-------- Record excerpts --------
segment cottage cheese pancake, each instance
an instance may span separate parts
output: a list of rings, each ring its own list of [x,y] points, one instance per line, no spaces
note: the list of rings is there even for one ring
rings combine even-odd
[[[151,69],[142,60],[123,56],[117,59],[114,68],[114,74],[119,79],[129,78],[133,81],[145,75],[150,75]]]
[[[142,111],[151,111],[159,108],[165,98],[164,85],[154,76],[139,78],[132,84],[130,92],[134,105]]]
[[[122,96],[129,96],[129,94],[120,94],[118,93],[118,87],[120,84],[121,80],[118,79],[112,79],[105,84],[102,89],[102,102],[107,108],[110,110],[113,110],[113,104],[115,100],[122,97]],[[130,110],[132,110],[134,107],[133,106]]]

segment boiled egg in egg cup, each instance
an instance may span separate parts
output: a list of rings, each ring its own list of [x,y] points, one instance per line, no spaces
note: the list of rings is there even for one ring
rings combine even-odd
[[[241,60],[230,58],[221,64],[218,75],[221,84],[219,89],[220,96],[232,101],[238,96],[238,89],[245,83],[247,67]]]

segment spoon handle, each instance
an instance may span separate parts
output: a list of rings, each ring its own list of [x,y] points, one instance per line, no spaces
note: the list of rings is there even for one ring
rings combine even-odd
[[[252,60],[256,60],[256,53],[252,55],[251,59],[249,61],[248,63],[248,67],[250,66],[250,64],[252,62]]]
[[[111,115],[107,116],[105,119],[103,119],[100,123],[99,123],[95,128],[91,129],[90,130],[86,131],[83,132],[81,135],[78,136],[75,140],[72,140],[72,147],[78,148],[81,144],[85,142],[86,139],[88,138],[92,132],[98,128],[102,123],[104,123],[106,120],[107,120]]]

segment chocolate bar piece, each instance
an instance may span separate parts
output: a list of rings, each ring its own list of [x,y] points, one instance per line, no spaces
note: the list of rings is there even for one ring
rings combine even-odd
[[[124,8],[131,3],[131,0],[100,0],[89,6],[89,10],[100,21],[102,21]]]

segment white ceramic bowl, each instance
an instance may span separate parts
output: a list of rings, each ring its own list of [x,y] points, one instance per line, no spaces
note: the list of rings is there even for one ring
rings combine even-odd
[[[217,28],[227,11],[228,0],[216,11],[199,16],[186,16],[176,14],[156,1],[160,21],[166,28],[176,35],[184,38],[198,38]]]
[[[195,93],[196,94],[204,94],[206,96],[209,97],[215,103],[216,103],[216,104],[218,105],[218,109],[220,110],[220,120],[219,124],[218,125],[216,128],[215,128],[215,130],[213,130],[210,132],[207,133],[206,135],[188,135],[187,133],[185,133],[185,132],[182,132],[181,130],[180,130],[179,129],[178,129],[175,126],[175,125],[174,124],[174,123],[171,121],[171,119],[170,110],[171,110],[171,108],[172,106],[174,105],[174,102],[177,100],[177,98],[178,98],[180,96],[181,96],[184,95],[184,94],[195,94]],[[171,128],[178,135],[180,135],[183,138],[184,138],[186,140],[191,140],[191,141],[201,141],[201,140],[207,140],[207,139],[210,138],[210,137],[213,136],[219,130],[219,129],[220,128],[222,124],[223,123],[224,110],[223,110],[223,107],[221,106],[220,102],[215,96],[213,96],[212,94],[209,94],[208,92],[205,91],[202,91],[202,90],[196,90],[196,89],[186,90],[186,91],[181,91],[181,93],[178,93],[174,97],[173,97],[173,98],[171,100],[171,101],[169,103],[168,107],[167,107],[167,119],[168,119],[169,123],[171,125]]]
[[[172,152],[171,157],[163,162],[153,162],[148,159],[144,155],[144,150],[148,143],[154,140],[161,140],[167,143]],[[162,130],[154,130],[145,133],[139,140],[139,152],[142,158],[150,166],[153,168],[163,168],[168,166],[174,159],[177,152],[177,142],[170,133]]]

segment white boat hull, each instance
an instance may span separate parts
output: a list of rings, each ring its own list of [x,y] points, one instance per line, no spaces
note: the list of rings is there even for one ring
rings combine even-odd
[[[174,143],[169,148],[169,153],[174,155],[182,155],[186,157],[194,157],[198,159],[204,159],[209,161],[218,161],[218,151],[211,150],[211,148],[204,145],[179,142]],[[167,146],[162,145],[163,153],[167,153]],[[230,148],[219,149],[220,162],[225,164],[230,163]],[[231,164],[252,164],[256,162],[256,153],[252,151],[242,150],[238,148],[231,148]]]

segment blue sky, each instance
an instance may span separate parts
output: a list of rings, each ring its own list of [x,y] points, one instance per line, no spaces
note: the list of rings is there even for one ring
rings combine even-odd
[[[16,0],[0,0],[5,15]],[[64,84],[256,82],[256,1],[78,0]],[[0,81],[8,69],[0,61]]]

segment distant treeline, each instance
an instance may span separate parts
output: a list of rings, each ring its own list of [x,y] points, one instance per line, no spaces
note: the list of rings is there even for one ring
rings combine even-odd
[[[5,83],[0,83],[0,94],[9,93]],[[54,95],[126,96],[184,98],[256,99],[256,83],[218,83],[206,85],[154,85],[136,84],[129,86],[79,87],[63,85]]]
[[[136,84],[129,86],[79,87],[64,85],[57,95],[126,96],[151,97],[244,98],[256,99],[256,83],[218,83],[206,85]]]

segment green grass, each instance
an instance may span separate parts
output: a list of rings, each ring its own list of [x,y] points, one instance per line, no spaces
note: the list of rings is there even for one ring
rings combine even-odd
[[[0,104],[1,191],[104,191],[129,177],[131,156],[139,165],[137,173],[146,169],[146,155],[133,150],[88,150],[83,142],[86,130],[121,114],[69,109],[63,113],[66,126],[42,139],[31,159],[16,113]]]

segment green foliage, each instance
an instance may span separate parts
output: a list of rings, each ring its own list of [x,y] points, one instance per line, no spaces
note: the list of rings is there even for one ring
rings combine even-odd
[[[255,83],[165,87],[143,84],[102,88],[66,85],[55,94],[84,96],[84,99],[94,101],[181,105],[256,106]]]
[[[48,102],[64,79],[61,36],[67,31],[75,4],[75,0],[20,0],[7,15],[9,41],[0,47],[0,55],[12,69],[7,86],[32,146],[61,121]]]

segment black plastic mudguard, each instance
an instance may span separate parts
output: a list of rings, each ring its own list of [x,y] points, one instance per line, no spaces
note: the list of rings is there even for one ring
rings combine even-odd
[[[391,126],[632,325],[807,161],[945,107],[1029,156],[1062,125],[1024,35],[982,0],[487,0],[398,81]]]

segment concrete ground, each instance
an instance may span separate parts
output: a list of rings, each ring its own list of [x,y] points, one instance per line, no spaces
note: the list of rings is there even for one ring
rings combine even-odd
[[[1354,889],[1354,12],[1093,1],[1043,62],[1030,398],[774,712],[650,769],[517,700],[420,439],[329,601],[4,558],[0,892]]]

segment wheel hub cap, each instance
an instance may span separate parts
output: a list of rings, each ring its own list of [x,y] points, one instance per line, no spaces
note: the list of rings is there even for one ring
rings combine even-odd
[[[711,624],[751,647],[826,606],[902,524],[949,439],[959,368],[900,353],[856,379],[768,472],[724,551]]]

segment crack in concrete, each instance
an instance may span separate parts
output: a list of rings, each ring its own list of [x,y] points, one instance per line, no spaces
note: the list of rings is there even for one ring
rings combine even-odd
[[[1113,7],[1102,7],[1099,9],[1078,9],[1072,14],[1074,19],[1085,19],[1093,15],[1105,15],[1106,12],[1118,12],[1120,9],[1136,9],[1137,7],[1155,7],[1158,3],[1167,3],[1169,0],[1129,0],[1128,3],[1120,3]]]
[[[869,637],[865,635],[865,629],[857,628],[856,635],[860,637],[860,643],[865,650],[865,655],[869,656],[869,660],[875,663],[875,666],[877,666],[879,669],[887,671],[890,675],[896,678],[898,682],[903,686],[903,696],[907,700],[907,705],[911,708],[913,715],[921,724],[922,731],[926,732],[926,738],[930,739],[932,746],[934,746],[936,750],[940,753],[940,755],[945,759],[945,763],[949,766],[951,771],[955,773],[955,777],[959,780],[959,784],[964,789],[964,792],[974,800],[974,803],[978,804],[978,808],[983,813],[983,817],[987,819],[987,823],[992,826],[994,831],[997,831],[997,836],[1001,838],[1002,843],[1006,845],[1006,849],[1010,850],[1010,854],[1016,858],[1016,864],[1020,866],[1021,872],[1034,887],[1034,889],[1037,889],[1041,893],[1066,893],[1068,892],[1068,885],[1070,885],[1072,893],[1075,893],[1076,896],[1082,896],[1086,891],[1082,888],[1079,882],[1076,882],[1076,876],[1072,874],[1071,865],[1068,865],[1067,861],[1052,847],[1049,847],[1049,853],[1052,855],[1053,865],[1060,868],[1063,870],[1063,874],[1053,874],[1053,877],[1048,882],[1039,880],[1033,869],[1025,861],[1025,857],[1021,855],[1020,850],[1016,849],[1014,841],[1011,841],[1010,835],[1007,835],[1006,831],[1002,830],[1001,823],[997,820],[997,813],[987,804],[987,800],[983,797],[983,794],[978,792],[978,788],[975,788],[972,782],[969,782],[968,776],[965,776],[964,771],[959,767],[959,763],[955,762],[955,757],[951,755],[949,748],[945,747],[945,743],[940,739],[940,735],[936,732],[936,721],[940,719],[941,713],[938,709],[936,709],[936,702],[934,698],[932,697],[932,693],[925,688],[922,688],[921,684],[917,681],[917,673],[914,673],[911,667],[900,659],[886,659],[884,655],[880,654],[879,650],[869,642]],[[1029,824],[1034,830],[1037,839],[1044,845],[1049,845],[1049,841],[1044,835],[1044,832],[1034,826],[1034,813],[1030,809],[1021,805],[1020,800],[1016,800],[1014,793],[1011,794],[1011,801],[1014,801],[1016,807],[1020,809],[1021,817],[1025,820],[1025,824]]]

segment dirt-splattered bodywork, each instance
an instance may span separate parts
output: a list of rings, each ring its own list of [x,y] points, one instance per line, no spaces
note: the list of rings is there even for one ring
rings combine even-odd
--------
Everything from the line containing "segment dirt-splattered bodywork, each" to the end of the records must be written out exactly; include both of those lines and no others.

segment dirt-splattered bodywork, each instance
an instance may span separate parts
output: a list of rings, each ring its own list of [x,y] points, one instance per line, no spaces
note: the list of rings is there even for one ring
rings combine even-odd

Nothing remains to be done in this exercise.